▶ _Requirement_: The records that follow are to be transcribed exactly.
━━━━━ Data to use ━━━━━
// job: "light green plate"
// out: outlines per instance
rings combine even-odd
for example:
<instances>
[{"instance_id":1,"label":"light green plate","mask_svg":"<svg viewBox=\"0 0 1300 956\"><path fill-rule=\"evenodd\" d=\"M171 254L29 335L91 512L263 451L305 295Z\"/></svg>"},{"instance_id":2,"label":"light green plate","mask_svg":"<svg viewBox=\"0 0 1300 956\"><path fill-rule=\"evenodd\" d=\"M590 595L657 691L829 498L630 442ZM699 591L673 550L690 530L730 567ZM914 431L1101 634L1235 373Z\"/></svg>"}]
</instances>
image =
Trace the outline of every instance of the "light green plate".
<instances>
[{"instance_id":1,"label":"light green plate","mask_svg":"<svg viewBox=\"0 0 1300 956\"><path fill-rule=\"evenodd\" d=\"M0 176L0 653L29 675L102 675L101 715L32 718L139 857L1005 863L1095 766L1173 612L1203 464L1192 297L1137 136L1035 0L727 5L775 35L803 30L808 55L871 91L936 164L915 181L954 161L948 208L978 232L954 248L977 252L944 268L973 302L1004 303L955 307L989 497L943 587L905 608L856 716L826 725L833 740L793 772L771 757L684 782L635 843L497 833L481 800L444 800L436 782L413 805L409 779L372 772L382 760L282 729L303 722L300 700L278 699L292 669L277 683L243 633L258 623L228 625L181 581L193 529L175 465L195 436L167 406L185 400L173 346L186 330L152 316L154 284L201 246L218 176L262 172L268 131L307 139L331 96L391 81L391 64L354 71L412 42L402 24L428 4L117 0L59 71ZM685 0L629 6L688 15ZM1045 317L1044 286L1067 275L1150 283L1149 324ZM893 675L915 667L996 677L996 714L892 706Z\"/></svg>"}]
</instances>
━━━━━
▶ _Solution to the exercise_:
// job: "light green plate"
// out: outlines per instance
rings combine even-odd
for example:
<instances>
[{"instance_id":1,"label":"light green plate","mask_svg":"<svg viewBox=\"0 0 1300 956\"><path fill-rule=\"evenodd\" d=\"M171 254L29 335L91 512L263 451L305 295Z\"/></svg>"},{"instance_id":2,"label":"light green plate","mask_svg":"<svg viewBox=\"0 0 1300 956\"><path fill-rule=\"evenodd\" d=\"M590 595L657 691L829 498L630 442ZM699 591L673 550L690 530L730 567ZM914 431L1101 634L1235 373Z\"/></svg>"}]
</instances>
image =
Trace the outline of every instance of the "light green plate".
<instances>
[{"instance_id":1,"label":"light green plate","mask_svg":"<svg viewBox=\"0 0 1300 956\"><path fill-rule=\"evenodd\" d=\"M0 176L0 653L29 675L102 675L101 715L32 718L139 857L1005 863L1095 766L1173 612L1203 464L1192 297L1137 136L1035 0L727 5L775 35L803 30L808 55L871 91L936 164L915 181L954 161L948 208L978 232L954 248L977 252L944 268L973 302L1004 303L955 307L989 497L943 587L905 608L856 716L826 725L833 740L793 772L771 757L684 782L635 843L497 833L481 800L444 800L436 782L413 805L409 779L372 772L382 760L282 729L303 722L300 700L278 699L292 669L277 683L243 633L258 623L228 625L181 581L193 529L175 465L195 436L167 406L185 400L173 346L186 330L152 316L154 284L201 246L218 176L262 172L268 131L307 139L331 96L391 81L391 64L354 71L412 42L402 24L428 4L117 0L59 71ZM685 0L629 6L688 15ZM1045 317L1044 286L1067 275L1150 283L1149 324ZM893 675L915 667L996 677L996 714L892 706Z\"/></svg>"}]
</instances>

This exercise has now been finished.